• **Source text**
···

About:

" The question, then, is whether the flexibility of
dynamic types lets you develop, test, unit test, and system test code
so much faster than you would in a language with strong static types
that you are able to prevent all runtime type errors anyway."

Yes! In the past years, I coded in typed languages (Java, C#), and in
dynamic language (JavaScript). And dynamic language (using TDD) is faster
and more solid, in my experience.

The key part is TDD: it is the new compiler. It catch the errors, but not
the type errors, but the behavior errors. And to me, this feature is more
important.

I only would switch to typed language for efficiency reasons, or some
specialized domain.


On Mon, Dec 23, 2013 at 6:40 PM, Michael Swierczek <mike.swierc...@gmail.com
> wrote:

> >
> > Agreed -- which is why I find your speculation about "lightening up" with
> > "more experience ... meeting the demands of practical coding" to be
> unsound.

···

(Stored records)
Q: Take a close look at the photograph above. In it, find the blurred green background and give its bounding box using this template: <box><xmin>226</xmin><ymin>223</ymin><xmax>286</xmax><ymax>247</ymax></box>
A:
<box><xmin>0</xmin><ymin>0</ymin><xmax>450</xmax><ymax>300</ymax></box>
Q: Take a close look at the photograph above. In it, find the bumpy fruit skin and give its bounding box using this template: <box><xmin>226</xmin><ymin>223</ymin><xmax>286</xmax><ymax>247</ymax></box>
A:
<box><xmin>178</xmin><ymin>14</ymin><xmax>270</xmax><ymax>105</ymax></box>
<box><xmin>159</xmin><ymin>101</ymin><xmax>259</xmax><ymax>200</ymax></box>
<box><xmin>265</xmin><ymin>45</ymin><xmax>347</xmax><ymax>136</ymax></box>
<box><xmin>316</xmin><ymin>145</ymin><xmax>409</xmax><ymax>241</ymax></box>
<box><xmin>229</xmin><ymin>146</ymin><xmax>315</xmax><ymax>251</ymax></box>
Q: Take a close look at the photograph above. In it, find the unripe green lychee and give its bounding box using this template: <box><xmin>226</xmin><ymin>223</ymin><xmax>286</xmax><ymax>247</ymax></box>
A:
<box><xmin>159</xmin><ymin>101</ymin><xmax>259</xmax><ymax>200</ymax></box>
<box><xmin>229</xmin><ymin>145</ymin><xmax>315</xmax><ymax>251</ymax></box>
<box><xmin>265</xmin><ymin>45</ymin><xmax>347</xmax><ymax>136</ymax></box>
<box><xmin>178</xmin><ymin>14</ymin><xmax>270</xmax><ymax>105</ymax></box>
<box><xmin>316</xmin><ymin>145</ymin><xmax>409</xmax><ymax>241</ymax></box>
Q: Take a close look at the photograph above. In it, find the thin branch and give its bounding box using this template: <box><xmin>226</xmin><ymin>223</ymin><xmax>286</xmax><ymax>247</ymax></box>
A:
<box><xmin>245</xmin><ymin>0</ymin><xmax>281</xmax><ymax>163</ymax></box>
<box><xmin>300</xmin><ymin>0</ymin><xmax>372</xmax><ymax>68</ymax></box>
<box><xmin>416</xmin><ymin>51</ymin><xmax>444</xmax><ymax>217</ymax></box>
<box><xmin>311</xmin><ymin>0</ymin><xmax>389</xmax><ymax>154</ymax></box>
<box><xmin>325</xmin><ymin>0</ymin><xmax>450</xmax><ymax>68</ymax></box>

···

• **Work to complete**
[1] In the message about typing, rewrite the passage starting at "Yes! In the" and ending at "specialized domain.", replacing "TDD" with "test-driven development".
[2] According to the message about typing, in which typed languages did the writer code in past years?

• **Answers to each task**
[1]
Yes! In the past years, I coded in typed languages (Java, C#), and in
dynamic language (JavaScript). And dynamic language (using test-driven development) is faster
and more solid, in my experience.

The key part is test-driven development: it is the new compiler. It catch the errors, but not
the type errors, but the behavior errors. And to me, this feature is more
important.

I only would switch to typed language for efficiency reasons, or some
specialized domain.

[2] Java and C#.